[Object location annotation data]
□ □ □
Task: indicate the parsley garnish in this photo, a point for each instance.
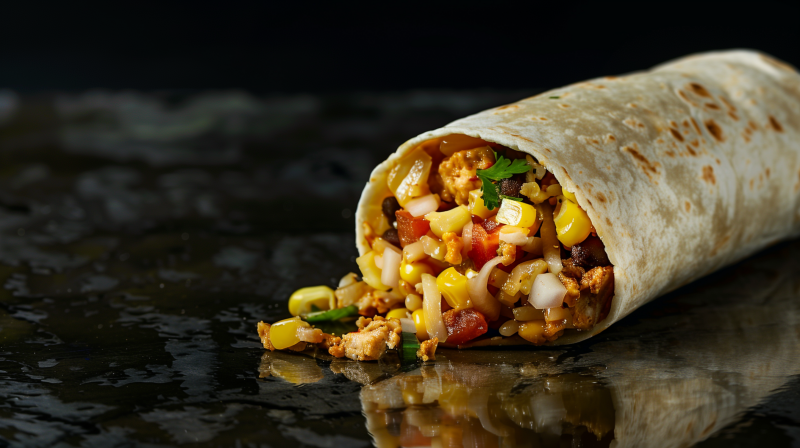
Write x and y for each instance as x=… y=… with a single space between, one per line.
x=502 y=169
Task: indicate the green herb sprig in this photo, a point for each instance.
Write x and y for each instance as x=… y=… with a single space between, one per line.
x=502 y=169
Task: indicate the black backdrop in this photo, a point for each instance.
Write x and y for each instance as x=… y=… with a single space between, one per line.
x=271 y=47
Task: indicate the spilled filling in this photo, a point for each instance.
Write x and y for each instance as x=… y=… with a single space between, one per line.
x=478 y=244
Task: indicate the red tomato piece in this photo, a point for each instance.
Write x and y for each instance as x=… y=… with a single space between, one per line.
x=409 y=228
x=464 y=325
x=484 y=245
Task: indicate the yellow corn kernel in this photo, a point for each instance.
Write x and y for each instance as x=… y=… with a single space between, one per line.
x=320 y=296
x=533 y=331
x=370 y=272
x=453 y=286
x=572 y=224
x=397 y=313
x=412 y=272
x=418 y=316
x=283 y=334
x=450 y=221
x=477 y=207
x=516 y=213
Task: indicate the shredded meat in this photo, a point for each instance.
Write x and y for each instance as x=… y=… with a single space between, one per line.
x=595 y=301
x=371 y=341
x=427 y=349
x=454 y=247
x=457 y=173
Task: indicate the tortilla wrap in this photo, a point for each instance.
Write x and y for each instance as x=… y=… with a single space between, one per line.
x=683 y=169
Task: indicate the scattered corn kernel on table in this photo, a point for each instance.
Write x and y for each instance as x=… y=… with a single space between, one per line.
x=142 y=237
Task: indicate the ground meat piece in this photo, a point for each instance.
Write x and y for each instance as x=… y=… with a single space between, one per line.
x=590 y=253
x=263 y=333
x=391 y=236
x=390 y=206
x=371 y=341
x=595 y=300
x=512 y=185
x=454 y=247
x=457 y=173
x=427 y=349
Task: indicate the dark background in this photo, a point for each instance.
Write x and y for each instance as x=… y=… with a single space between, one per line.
x=292 y=47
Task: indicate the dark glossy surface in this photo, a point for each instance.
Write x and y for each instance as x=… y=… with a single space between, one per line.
x=142 y=237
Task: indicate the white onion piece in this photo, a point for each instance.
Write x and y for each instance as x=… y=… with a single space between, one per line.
x=481 y=299
x=422 y=205
x=432 y=308
x=550 y=245
x=390 y=272
x=414 y=252
x=547 y=291
x=516 y=238
x=408 y=325
x=466 y=237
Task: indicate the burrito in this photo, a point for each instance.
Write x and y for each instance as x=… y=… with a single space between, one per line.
x=547 y=220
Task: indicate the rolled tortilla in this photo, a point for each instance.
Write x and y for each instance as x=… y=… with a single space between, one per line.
x=683 y=169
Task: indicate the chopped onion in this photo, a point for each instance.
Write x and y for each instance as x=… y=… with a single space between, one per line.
x=422 y=205
x=547 y=291
x=481 y=299
x=390 y=272
x=432 y=308
x=517 y=238
x=550 y=245
x=466 y=237
x=408 y=325
x=414 y=252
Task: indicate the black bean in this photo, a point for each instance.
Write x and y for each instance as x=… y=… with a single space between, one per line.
x=590 y=253
x=392 y=236
x=390 y=206
x=512 y=185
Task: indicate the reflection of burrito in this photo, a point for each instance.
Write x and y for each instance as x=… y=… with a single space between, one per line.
x=683 y=379
x=556 y=216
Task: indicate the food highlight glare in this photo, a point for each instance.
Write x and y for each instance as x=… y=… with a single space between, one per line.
x=480 y=243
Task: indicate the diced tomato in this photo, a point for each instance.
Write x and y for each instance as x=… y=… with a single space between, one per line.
x=484 y=245
x=464 y=325
x=409 y=228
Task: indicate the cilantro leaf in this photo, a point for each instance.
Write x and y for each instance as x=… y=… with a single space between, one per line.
x=502 y=169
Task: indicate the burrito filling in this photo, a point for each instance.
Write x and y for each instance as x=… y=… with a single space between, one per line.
x=477 y=244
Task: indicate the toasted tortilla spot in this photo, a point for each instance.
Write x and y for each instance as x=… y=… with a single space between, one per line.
x=699 y=90
x=696 y=127
x=714 y=129
x=708 y=175
x=775 y=125
x=676 y=134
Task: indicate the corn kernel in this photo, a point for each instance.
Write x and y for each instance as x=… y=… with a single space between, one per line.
x=533 y=331
x=477 y=207
x=412 y=272
x=320 y=296
x=283 y=334
x=516 y=213
x=572 y=224
x=453 y=286
x=370 y=271
x=418 y=316
x=397 y=313
x=450 y=221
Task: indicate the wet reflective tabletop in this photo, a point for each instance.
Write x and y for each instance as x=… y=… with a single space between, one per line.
x=142 y=237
□ □ □
*THE REQUEST*.
Please edit the records from the line with "Task: indicate the food" to the line with "x=480 y=243", writing those lines out again with "highlight glare" changed to "shiny spot" and nothing else altered.

*RESPONSE*.
Task: indicate the food shiny spot in this photo, a point for each instance.
Write x and y for each instance as x=… y=… with a single space between, one per line.
x=480 y=243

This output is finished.